=== Stated exercise 1 ===
Return the part of the forum post on function pointer assignment that opens with the words containing "First thank you" and closes with "byte-address of (say)", copied word for word.

=== Document section ===
* begin *
Function pointer assignment and memset'ing - What's happening here?

S

Shao Miller

First thank you for the explanation. I'm on x86-32, and doing
something that's very specific and so I'm almost sure there's no way
to stay 'portable'. I'm loading an a.out file on memory, subjected to
some constraints, and I do need to write the 4 byte-address of (say)
puts function in a certain memory location. My code does work as
expected using the following line:

*((int *)(data+curr_reloc->r_address)) = puts;

, but when I tried to replace it with a less ugly one and wasn't
successful and I was kind of confused on how "*puts", "&puts" and
"puts" produced the same result when trying to replace this line and
specially on how I couldn't find an equivalent line using memcpy.
* end *
=== Working data ===
* begin *
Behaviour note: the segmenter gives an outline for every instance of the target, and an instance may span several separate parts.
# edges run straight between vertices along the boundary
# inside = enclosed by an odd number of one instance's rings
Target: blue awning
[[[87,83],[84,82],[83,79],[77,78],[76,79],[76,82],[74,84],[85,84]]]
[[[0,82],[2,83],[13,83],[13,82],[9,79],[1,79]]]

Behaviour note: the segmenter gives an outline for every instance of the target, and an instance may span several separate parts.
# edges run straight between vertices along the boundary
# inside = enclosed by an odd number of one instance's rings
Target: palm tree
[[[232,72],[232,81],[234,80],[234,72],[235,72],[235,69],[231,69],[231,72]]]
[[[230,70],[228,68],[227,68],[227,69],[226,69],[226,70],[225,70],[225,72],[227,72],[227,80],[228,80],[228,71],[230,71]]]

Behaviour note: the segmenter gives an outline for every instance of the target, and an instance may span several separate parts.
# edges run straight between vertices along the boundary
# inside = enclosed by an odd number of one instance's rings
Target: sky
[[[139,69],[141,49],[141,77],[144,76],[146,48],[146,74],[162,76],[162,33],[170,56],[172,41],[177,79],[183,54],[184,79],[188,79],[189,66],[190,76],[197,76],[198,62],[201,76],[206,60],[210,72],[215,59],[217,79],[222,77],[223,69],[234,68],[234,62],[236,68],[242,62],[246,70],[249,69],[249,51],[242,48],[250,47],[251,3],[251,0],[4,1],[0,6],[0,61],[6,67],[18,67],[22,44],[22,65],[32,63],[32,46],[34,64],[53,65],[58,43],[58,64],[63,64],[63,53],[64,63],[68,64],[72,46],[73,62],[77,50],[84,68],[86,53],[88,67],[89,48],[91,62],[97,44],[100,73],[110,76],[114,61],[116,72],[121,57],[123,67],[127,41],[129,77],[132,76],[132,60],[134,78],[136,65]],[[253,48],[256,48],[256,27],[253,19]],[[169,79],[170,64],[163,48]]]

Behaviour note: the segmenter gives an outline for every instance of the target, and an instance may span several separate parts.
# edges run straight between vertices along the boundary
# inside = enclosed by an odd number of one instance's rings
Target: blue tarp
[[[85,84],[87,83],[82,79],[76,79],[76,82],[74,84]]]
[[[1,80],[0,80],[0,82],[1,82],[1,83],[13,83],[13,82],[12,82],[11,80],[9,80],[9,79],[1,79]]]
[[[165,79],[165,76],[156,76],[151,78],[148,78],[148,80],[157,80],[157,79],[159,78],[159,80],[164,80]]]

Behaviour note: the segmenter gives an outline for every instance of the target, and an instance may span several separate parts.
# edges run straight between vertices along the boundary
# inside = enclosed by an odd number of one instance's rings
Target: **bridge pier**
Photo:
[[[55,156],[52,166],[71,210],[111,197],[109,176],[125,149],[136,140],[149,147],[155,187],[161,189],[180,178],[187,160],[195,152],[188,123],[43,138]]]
* end *
=== Stated exercise 2 ===
Resize the records from their first line through the line containing "[[[0,82],[2,83],[13,83],[13,82],[9,79],[1,79]]]", both included. Write out only those lines again, requests included, with every coordinate in the answers multiplied by 1.2 and rounded to a whole number, halves rounded up.

=== Worked solution 1 ===
First thank you for the explanation. I'm on x86-32, and doing
something that's very specific and so I'm almost sure there's no way
to stay 'portable'. I'm loading an a.out file on memory, subjected to
some constraints, and I do need to write the 4 byte-address of (say)

=== Worked solution 2 ===
Behaviour note: the segmenter gives an outline for every instance of the target, and an instance may span several separate parts.
# edges run straight between vertices along the boundary
# inside = enclosed by an odd number of one instance's rings
Target: blue awning
[[[104,100],[101,98],[100,95],[92,94],[91,95],[91,98],[89,101],[102,101]]]
[[[0,98],[2,100],[16,100],[16,98],[11,95],[1,95]]]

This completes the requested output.